▶ Request 1: Which lines of the records contain the string "cloud"? Return every one of them in full, treating uppercase and lowercase as different.

▶ Selected excerpt:
------------------------------------------------------------------------
Are we going down the wrong road in our fight against corruption?



Stephon Grey, Specialist in Forensic and Fraud Auditing, at a Procurement Forum held by APEX (Anointed Professionals Exhibiting Excellence) of the Divine Destiny Worship Centre Church in Diego Martin Trinidad suggested a critical role for the Inland Revenue in stamping out corruption.  He noted that Al Capone who was an American gangster was not caught on racketeering offences but on tax issues. 

An article entitled “Why was tax evasion the only thing pinned on Al Capone?” by Howstuff Works shed some light on the situation. Let us look a little at the article on Capone and see if there are any  lessons that we can learn and parallels in the Caribbean. 

The article noted that:

    Capone was careful; the Treasury Department described him as possessing a "natural Italian secretiveness" [source: IRS]. He managed to create plausible deniability, removing himself enough from the violence and illegality so that no connections could be drawn between him and the crimes he authorized.

There's no telling how many people died by his hand or his command. But when it came down to it, the federal prosecutors who worked for years to build a case against Scarface could only pin charges of tax evasion on the gangster.

Capone was equally careful about keeping his illegal earnings hidden. He endorsed only one check in his lifetime, and he never had a bank account in his own name. With the exception of that one check (for proceeds from a gambling racket), Capone dealt exclusively in cash.

He was further protected by the fact that witnesses were unwilling to testify against him. There were, of course, more than enough people with knowledge of Capone's direct involvement in crime. But those close to him were loyal to Capone or feared death. And the residents, police and local prosecutors in Chicago felt the same way.
------------------------------------------------------------------------
▶ Data records:
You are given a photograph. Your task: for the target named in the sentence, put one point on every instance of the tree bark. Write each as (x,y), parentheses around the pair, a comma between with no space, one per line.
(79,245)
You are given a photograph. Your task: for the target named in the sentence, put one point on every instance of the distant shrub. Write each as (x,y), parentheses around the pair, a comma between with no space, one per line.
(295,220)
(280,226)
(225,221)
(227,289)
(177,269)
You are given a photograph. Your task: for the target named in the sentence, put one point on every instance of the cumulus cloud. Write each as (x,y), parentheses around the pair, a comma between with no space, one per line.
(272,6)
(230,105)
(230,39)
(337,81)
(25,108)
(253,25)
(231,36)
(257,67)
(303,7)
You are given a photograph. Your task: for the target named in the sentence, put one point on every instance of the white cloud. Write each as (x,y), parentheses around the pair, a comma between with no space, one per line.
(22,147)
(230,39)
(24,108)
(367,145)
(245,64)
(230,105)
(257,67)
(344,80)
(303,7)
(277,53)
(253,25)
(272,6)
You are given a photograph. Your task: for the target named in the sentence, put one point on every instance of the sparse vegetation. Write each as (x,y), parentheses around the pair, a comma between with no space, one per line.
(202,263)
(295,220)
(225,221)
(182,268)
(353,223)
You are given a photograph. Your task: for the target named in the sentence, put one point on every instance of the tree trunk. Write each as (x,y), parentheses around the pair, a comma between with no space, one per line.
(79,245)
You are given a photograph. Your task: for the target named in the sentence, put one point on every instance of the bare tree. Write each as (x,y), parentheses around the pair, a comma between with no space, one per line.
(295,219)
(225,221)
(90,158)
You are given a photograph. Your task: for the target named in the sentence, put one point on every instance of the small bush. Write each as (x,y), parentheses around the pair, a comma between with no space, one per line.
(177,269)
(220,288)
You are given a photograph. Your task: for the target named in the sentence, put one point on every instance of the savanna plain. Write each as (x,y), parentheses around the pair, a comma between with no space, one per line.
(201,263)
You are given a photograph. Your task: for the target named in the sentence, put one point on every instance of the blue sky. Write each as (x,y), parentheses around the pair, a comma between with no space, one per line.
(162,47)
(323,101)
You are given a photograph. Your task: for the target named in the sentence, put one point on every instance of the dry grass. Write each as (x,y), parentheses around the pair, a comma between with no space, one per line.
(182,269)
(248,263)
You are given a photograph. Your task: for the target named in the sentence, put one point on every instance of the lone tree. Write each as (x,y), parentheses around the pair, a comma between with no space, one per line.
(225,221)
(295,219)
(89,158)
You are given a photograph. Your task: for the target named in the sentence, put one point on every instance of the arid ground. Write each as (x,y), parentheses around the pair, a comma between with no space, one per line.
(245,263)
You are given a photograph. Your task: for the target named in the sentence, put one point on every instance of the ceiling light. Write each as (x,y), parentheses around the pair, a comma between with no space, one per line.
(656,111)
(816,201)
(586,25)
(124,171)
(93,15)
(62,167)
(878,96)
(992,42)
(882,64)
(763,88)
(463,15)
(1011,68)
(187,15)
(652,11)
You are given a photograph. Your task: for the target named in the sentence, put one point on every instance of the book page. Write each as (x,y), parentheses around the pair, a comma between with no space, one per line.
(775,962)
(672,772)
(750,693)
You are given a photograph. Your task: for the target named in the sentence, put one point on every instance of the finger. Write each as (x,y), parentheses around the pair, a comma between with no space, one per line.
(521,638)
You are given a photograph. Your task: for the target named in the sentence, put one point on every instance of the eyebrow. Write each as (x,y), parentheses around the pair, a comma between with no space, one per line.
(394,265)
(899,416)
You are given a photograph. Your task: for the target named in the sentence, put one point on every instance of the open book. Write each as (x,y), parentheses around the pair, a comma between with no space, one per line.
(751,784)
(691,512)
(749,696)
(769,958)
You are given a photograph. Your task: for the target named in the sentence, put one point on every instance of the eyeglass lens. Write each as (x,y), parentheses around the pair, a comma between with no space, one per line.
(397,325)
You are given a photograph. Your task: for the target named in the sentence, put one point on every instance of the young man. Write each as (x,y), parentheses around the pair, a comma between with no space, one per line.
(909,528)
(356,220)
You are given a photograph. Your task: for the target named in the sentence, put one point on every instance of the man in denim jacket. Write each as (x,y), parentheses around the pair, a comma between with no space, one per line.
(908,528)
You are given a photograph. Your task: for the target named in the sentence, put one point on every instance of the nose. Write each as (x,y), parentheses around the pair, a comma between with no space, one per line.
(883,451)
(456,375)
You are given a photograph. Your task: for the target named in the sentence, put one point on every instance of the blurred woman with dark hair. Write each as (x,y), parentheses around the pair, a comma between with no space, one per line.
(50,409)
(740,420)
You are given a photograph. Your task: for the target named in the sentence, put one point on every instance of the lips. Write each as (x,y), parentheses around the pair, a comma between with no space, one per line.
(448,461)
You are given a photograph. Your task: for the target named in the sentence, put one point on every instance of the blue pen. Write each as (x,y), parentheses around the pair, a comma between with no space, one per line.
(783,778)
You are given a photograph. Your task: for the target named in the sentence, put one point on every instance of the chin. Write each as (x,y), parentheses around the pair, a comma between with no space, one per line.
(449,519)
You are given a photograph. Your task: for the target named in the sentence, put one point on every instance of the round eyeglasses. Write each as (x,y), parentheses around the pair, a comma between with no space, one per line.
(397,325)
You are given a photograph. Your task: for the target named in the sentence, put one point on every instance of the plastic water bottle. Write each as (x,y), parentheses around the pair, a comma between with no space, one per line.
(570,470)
------------------------------------------------------------------------
▶ Request 2: How would you translate this sentence from the article on Al Capone into Spanish: "He endorsed only one check in his lifetime, and he never had a bank account in his own name."

▶ Complete answer 1:
You are given a photograph. Your task: for the target named in the sentence, put one point on every instance of the cumulus cloud. Write each as (x,y), parentheses around the pair, a comma between with no space, one per line.
You are given a photograph. Your task: for the target named in the sentence, put one point on every instance of the white cloud. Write each as (x,y), parentheses around the pair, a comma between with no space, one per line.

▶ Complete answer 2: Endosó un solo cheque en toda su vida y nunca tuvo una cuenta bancaria a su nombre.